TASK GOAL: Starting at the line that holds "# locate arm", set down each line through the end of the listing, exactly as written and with nothing added.

RECORDS TO USE:
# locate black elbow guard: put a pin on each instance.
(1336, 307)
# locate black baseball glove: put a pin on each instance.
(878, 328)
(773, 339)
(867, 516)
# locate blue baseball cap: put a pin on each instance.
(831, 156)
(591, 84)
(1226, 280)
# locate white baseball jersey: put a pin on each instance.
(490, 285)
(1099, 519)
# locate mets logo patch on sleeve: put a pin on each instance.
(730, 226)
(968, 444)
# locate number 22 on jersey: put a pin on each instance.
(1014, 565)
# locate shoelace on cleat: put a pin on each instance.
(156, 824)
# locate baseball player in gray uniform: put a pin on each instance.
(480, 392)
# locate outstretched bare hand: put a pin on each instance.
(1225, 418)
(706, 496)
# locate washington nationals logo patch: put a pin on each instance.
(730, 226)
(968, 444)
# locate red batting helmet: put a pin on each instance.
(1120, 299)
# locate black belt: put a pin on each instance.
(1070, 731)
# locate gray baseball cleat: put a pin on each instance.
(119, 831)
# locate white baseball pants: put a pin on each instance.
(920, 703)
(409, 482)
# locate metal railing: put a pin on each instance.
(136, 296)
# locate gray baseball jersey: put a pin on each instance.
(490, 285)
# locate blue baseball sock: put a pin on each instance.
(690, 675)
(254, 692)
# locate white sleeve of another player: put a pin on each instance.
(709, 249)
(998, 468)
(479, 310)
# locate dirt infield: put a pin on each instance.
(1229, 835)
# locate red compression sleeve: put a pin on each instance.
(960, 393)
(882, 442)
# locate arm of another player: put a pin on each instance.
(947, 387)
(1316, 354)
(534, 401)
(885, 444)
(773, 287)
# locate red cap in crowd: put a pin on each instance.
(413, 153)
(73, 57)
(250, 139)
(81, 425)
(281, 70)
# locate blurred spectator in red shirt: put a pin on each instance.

RESULT OF THE EXERCISE:
# locate arm of another player: put a pin on each instance.
(947, 387)
(1316, 354)
(534, 401)
(885, 444)
(773, 287)
# locate red cap in crowd: put a pin on each instance.
(413, 153)
(73, 57)
(250, 139)
(81, 425)
(281, 70)
# locate blurred spectator in red shirt: put a pin on each instance.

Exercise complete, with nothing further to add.